[[ RECORD EXCERPTS, beginning ]]

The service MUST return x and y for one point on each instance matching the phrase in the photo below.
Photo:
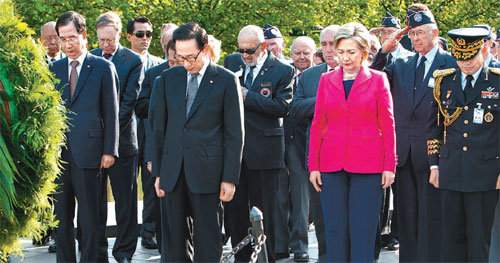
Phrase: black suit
(123, 174)
(93, 132)
(263, 155)
(419, 216)
(150, 200)
(468, 162)
(302, 108)
(193, 154)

[[ RECORD EXCERPTS, end ]]

> [INSTRUCTIONS FOR THE TASK] Copy the listing in full and without alteration, omitting every picture.

> [EXPECTED ANSWER]
The service MUST return x and y for one point on each instance matching the phrase in the photo below.
Photo:
Phrase: black suit
(123, 174)
(93, 132)
(263, 155)
(419, 216)
(150, 200)
(468, 162)
(302, 108)
(193, 154)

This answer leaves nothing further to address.